#### [REQUIRED WORK]
In the stretch from the start of the records below through the line containing "635 289 L 635", swap "quickstart" for "tutorial" and leave everything else as it is. Give back only that stretch, without the pictures.
:: RECORD LIST
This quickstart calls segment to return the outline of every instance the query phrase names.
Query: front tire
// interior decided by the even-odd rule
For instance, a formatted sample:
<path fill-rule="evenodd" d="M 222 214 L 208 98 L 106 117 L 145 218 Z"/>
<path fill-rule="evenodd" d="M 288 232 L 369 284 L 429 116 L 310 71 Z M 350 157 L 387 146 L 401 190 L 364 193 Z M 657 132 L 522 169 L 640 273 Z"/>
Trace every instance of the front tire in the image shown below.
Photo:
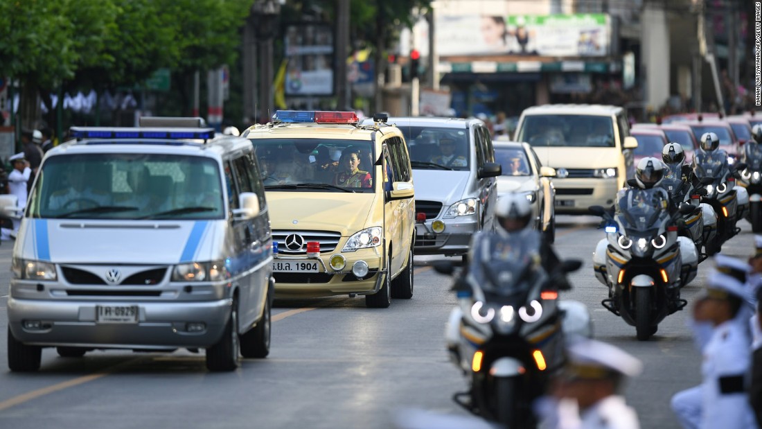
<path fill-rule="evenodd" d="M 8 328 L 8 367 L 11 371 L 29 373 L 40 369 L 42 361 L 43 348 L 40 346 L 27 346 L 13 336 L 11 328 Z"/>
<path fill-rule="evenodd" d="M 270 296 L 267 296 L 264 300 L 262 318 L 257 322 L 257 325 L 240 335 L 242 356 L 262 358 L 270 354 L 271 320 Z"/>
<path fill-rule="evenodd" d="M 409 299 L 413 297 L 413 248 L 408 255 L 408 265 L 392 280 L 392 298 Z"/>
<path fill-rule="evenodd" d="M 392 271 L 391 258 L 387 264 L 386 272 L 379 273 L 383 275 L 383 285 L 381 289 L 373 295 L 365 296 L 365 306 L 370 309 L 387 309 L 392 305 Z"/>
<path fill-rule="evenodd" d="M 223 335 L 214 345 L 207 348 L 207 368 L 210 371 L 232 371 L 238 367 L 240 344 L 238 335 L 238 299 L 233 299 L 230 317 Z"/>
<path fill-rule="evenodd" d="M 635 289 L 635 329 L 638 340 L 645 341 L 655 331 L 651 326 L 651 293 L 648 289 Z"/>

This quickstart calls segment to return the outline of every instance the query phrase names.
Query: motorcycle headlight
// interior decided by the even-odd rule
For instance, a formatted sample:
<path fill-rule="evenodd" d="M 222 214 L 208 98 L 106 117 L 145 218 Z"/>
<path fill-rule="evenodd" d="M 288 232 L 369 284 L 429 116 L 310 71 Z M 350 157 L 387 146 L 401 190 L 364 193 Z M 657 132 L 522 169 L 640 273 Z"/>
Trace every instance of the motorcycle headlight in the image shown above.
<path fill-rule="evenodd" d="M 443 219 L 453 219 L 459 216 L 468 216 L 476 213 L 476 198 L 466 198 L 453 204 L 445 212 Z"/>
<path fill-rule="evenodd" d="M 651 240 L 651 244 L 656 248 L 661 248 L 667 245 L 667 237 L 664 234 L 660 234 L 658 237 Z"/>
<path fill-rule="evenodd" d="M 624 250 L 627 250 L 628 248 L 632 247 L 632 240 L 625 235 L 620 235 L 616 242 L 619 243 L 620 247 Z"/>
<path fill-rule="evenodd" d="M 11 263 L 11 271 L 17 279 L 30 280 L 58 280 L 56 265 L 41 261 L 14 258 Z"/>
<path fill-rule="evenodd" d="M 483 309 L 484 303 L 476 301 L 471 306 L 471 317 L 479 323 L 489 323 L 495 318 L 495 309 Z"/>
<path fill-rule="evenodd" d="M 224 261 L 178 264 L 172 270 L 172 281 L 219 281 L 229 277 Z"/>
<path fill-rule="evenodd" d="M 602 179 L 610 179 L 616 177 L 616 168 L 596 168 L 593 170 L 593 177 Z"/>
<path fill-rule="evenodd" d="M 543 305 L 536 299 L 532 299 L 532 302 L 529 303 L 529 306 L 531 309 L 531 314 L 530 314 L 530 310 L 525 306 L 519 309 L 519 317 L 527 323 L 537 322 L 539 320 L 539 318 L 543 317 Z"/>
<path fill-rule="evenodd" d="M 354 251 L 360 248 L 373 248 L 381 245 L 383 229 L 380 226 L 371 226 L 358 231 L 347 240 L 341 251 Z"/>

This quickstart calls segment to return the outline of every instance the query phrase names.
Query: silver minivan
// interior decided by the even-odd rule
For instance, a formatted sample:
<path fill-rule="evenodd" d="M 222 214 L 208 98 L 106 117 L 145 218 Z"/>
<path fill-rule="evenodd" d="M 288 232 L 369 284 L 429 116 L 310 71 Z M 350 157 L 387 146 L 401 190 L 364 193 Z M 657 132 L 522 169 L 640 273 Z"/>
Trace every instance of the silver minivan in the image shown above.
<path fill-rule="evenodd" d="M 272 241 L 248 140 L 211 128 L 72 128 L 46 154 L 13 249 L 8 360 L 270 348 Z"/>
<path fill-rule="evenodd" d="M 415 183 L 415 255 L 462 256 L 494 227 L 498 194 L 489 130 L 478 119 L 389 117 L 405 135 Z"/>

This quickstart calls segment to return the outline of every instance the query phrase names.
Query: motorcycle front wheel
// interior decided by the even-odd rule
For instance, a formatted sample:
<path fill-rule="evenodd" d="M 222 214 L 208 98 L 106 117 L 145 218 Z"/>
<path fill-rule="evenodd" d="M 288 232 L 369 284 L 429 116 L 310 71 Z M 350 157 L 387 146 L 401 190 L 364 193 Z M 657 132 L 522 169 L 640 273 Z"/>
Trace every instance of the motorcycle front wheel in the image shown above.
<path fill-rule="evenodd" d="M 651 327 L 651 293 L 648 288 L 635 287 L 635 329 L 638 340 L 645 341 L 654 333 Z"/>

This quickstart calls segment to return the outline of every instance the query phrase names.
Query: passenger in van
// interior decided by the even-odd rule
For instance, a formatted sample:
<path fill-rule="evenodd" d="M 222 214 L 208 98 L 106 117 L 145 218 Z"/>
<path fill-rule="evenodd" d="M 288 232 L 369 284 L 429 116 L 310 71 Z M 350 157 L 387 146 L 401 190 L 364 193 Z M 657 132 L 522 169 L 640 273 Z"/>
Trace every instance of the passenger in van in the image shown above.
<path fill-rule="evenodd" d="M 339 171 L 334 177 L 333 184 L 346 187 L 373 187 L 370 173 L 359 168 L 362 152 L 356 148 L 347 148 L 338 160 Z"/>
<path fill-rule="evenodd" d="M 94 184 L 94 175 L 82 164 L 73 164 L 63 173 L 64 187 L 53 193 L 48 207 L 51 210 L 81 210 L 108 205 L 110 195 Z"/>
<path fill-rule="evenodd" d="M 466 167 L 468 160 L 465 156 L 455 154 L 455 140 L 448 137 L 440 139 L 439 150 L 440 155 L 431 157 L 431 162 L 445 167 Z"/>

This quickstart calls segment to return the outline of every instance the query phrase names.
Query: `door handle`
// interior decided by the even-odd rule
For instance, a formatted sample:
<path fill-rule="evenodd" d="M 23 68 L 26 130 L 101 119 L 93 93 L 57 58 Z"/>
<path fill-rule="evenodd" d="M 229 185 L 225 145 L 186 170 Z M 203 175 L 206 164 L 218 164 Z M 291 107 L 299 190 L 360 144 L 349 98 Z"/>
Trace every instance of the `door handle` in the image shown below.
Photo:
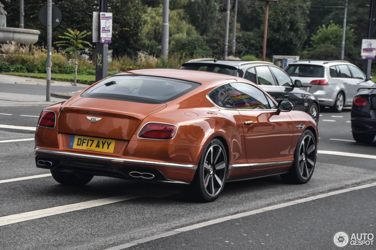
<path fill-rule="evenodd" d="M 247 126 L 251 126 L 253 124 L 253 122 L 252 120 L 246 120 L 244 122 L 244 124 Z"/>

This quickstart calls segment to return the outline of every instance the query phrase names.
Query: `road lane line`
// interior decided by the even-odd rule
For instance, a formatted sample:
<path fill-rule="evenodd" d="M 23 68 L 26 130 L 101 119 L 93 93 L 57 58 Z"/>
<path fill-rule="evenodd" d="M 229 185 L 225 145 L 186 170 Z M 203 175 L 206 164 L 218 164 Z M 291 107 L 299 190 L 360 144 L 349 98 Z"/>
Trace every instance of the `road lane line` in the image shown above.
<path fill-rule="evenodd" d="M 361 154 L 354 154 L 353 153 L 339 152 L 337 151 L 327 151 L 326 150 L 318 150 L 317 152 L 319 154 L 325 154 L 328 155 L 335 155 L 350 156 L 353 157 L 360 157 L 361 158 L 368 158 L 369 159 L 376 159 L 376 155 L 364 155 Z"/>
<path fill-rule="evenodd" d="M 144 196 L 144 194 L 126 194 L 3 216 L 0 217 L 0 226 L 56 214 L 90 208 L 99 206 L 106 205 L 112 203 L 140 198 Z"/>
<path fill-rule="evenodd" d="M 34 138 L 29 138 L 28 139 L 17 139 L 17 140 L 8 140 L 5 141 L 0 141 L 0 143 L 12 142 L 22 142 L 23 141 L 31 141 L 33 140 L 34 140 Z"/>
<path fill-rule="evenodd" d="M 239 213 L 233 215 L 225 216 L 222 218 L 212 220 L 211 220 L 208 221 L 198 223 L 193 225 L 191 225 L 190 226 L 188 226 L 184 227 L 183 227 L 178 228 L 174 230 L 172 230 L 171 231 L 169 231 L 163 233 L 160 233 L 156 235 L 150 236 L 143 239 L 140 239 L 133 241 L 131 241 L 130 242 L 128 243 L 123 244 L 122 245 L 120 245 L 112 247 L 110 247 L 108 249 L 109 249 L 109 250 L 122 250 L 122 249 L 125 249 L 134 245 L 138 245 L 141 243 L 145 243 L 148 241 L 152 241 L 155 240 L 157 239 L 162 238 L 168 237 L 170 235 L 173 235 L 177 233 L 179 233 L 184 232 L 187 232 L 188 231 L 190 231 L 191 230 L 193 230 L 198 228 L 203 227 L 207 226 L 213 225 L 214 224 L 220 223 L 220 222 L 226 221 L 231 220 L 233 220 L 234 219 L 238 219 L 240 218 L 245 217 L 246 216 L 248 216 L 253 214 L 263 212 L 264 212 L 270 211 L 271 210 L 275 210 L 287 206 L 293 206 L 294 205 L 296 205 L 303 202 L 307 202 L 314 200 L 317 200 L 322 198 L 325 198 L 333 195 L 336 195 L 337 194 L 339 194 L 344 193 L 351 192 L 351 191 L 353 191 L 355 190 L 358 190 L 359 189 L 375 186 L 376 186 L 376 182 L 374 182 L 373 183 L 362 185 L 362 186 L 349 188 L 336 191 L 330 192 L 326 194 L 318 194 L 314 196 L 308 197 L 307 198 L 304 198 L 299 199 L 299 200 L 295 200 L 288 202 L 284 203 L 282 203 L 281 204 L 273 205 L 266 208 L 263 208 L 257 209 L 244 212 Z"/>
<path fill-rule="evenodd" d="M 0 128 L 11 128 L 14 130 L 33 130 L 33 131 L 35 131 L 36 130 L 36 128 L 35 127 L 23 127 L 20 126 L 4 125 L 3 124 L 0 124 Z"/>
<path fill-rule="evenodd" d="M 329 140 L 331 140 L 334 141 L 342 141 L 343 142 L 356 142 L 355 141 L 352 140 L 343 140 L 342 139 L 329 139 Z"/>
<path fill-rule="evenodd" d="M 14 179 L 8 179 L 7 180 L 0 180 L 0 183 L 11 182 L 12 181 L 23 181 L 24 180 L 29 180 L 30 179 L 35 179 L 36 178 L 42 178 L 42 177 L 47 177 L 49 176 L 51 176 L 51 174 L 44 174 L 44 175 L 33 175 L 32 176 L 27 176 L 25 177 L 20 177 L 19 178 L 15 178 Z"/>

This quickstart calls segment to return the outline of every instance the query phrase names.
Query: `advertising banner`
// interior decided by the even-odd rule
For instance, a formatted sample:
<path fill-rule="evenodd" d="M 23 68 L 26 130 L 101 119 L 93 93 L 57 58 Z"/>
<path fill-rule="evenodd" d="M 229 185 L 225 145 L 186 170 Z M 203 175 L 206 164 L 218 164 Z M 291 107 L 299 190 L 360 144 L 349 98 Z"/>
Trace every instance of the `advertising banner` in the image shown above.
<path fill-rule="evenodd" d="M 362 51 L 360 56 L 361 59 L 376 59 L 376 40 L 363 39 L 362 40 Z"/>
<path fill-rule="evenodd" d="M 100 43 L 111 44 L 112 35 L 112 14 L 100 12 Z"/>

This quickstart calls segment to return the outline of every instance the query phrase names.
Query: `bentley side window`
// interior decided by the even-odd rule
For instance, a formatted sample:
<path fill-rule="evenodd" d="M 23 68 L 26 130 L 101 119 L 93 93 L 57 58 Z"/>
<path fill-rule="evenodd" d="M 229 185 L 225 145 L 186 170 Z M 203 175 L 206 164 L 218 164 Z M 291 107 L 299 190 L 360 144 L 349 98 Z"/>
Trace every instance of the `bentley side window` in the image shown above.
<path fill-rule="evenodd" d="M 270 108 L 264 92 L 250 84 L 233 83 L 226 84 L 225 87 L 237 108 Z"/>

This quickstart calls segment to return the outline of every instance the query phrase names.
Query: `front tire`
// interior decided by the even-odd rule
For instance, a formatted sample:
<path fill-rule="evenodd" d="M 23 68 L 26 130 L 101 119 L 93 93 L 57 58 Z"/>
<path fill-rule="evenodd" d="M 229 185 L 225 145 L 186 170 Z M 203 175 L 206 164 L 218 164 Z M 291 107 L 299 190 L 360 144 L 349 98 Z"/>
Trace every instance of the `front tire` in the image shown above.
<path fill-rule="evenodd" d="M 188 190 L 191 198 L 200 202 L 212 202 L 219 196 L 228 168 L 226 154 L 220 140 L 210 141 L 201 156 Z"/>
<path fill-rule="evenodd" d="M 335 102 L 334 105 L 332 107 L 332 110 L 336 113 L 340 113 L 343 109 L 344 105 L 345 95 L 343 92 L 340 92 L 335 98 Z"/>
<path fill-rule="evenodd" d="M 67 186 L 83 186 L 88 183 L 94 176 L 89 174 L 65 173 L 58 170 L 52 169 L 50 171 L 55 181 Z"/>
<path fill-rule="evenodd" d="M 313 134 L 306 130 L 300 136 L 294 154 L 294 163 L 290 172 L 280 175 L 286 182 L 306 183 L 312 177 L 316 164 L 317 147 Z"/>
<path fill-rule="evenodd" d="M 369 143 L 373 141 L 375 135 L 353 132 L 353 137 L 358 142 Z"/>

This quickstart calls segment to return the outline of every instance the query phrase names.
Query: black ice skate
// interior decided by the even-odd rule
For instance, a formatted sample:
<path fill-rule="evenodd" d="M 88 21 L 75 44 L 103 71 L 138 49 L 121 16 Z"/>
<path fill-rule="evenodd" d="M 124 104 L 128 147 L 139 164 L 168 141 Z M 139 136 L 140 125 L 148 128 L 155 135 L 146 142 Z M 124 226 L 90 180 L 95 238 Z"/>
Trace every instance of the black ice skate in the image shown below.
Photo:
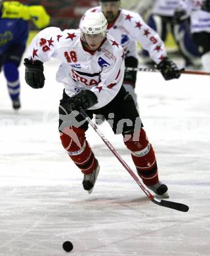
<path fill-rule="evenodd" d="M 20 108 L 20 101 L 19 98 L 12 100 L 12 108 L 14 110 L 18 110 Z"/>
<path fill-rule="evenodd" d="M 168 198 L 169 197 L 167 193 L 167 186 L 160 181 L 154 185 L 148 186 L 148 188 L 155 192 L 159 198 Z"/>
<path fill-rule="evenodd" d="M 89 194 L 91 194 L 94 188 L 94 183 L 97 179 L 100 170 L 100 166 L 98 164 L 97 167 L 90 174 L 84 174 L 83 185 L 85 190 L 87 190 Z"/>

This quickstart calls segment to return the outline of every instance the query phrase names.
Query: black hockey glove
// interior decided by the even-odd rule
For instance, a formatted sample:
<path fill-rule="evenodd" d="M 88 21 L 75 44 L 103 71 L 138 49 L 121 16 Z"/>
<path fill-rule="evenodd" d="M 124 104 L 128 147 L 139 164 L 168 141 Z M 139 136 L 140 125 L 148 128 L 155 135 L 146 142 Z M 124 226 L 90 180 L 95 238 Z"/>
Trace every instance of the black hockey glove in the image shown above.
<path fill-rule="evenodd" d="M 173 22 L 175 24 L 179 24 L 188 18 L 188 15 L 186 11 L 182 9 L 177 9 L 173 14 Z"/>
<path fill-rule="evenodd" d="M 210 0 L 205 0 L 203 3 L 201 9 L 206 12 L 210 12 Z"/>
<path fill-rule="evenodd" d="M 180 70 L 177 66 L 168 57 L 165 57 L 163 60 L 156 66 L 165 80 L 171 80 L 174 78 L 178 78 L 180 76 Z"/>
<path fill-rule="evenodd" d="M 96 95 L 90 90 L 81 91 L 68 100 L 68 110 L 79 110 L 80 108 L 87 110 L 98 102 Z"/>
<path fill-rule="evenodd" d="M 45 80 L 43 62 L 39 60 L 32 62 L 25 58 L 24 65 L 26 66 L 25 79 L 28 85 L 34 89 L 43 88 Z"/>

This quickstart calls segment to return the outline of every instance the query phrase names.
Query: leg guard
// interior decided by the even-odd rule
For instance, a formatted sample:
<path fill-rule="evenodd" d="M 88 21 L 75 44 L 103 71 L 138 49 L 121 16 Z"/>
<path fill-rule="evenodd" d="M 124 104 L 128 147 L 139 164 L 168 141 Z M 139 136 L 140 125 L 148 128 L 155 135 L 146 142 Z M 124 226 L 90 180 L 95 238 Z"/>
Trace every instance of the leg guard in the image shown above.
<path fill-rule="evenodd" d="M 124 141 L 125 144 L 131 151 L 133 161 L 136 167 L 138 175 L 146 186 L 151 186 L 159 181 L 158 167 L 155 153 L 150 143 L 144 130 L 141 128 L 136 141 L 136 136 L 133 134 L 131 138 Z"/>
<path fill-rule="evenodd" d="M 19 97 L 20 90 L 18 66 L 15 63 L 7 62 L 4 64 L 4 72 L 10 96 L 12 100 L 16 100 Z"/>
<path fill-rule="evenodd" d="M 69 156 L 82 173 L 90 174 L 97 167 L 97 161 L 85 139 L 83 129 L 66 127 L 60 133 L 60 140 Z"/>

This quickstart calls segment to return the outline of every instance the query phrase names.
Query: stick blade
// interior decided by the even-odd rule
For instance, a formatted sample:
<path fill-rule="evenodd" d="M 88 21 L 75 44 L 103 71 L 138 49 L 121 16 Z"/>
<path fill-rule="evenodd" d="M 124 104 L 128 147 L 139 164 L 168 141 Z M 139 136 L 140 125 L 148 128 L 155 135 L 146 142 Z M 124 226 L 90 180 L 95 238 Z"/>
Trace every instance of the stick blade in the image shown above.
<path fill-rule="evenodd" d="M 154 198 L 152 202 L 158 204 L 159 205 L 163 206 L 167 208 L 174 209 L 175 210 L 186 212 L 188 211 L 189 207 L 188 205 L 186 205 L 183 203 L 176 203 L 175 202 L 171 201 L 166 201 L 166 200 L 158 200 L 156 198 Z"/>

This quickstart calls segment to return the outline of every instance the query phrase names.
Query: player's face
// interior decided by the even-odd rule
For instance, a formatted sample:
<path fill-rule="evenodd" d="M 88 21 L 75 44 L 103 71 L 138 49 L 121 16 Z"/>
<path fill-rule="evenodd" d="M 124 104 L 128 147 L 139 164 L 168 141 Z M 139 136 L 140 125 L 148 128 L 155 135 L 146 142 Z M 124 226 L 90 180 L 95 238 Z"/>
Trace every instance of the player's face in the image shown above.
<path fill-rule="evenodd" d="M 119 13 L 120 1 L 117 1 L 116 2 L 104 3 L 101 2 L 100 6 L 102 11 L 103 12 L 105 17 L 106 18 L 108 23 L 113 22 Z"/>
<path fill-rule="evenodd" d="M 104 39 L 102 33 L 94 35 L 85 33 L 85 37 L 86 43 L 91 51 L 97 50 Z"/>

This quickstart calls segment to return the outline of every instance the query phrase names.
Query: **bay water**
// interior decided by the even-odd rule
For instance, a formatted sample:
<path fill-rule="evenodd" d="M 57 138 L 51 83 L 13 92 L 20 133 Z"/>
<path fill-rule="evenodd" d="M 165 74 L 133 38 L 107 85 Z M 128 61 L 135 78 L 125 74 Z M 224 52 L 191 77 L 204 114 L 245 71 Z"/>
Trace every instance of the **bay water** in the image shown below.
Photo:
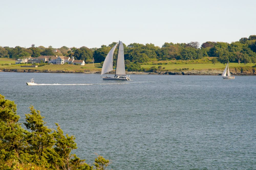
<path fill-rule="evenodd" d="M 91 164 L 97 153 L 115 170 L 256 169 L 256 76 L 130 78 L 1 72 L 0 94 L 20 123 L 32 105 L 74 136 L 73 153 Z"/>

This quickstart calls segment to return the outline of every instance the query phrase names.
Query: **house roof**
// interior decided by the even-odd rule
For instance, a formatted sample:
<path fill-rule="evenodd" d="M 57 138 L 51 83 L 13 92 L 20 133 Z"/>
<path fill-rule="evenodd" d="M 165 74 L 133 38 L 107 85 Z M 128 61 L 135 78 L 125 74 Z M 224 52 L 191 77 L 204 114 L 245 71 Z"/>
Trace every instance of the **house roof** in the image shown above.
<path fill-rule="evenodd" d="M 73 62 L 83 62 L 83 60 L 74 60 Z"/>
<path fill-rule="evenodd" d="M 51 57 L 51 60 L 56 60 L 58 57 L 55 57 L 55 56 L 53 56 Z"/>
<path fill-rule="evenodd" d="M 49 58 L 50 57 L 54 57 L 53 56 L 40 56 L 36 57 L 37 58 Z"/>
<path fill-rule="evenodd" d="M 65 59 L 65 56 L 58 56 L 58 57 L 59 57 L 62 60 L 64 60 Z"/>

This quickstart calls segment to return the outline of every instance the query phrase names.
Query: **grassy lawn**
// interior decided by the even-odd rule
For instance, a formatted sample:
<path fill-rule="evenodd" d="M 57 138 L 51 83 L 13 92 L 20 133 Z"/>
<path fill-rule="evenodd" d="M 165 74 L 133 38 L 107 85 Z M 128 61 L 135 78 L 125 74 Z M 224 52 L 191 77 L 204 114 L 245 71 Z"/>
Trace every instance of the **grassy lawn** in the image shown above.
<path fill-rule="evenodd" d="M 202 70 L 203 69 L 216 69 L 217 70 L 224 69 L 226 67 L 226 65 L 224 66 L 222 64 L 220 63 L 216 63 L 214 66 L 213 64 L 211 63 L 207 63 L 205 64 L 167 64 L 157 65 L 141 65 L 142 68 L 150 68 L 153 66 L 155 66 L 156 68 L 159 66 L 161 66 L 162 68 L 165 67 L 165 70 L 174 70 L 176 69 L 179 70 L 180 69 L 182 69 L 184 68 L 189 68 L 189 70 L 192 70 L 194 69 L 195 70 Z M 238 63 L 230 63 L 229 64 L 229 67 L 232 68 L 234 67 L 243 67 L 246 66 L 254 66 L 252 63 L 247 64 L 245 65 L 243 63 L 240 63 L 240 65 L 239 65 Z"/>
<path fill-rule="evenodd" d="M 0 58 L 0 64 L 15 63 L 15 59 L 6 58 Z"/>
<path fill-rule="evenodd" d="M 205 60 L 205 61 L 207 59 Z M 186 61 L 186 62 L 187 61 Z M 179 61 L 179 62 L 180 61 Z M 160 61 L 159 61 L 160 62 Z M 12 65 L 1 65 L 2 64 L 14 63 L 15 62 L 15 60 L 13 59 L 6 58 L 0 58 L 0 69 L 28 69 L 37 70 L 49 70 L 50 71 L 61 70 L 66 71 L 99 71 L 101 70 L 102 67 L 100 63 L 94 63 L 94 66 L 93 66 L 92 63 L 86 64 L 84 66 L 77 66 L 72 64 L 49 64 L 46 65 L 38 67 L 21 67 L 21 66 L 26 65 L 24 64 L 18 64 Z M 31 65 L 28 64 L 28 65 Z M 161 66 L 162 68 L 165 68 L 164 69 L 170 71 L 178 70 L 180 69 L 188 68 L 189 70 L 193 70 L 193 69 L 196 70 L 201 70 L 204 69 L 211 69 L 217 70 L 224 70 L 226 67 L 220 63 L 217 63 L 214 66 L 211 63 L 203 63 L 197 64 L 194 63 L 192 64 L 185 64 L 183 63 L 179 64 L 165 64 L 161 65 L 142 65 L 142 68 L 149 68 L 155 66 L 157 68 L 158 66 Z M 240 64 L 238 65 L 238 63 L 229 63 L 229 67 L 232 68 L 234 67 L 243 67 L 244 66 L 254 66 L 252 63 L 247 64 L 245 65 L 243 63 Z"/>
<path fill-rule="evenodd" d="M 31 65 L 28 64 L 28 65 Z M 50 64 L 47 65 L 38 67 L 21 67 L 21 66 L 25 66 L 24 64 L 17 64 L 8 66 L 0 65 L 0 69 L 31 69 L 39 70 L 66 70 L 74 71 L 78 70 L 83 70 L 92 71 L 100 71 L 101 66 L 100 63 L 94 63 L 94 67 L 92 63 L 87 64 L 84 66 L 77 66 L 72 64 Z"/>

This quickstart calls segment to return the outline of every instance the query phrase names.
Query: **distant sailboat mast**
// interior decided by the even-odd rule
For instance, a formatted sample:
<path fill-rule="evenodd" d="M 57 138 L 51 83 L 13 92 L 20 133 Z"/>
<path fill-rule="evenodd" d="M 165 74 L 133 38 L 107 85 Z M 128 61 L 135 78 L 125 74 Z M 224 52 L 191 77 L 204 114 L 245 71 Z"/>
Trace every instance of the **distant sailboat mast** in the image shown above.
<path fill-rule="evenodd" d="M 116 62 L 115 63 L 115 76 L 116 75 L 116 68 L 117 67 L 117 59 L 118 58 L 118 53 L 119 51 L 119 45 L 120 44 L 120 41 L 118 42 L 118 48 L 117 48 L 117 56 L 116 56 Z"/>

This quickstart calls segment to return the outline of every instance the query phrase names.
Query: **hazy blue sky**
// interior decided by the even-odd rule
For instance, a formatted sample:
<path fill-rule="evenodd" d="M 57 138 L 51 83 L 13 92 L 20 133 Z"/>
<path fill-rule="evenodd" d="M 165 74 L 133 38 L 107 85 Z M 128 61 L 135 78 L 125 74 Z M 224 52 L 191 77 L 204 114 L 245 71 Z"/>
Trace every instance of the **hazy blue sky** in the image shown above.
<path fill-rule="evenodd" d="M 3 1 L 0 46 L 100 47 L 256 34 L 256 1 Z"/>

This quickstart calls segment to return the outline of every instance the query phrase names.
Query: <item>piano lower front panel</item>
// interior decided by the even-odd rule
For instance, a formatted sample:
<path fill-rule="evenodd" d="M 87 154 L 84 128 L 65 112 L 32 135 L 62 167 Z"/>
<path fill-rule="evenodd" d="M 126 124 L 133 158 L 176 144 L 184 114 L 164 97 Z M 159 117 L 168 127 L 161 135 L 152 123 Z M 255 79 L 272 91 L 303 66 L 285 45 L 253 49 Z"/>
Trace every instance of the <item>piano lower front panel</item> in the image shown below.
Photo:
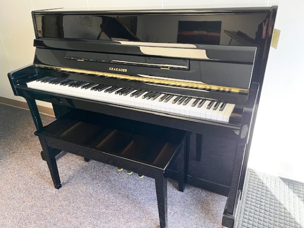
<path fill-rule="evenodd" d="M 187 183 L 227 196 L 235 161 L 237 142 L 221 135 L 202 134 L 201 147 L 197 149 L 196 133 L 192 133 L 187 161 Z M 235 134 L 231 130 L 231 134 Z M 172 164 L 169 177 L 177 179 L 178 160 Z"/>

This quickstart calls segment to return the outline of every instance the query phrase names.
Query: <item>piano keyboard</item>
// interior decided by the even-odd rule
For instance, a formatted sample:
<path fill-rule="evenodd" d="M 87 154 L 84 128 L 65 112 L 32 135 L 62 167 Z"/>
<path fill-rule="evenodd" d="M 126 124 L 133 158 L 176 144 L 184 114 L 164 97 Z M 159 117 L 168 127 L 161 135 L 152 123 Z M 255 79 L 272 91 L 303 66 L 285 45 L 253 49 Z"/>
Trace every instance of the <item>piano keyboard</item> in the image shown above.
::::
#### [ANSWER TO THE TASK]
This tutorial calls segment to return the outline of every instance the query phrase names.
Query: front tire
// interior decided by the even-odd rule
For instance, a formatted sample:
<path fill-rule="evenodd" d="M 222 214 L 208 98 L 106 117 L 145 218 Z"/>
<path fill-rule="evenodd" d="M 288 232 L 369 284 L 429 116 L 310 71 Z M 350 157 L 387 146 L 401 190 L 364 193 Z M 657 132 L 522 169 L 640 273 Z"/>
Trace every instance of the front tire in the image shown below.
Photo:
<path fill-rule="evenodd" d="M 8 328 L 8 367 L 11 371 L 29 373 L 40 369 L 42 361 L 43 348 L 40 346 L 27 346 L 13 336 L 11 328 Z"/>
<path fill-rule="evenodd" d="M 270 296 L 267 296 L 264 300 L 262 318 L 257 322 L 257 325 L 240 335 L 242 356 L 262 358 L 270 354 L 271 320 Z"/>
<path fill-rule="evenodd" d="M 409 299 L 413 297 L 413 248 L 408 255 L 408 265 L 392 280 L 392 298 Z"/>
<path fill-rule="evenodd" d="M 392 271 L 391 258 L 387 264 L 386 272 L 379 273 L 383 275 L 383 285 L 381 289 L 373 295 L 365 296 L 365 306 L 370 309 L 387 309 L 392 305 Z"/>
<path fill-rule="evenodd" d="M 223 335 L 214 345 L 207 348 L 207 368 L 210 371 L 232 371 L 238 367 L 240 344 L 238 335 L 238 299 L 233 299 L 230 317 Z"/>
<path fill-rule="evenodd" d="M 635 289 L 635 329 L 638 340 L 645 341 L 655 331 L 651 326 L 651 293 L 648 289 Z"/>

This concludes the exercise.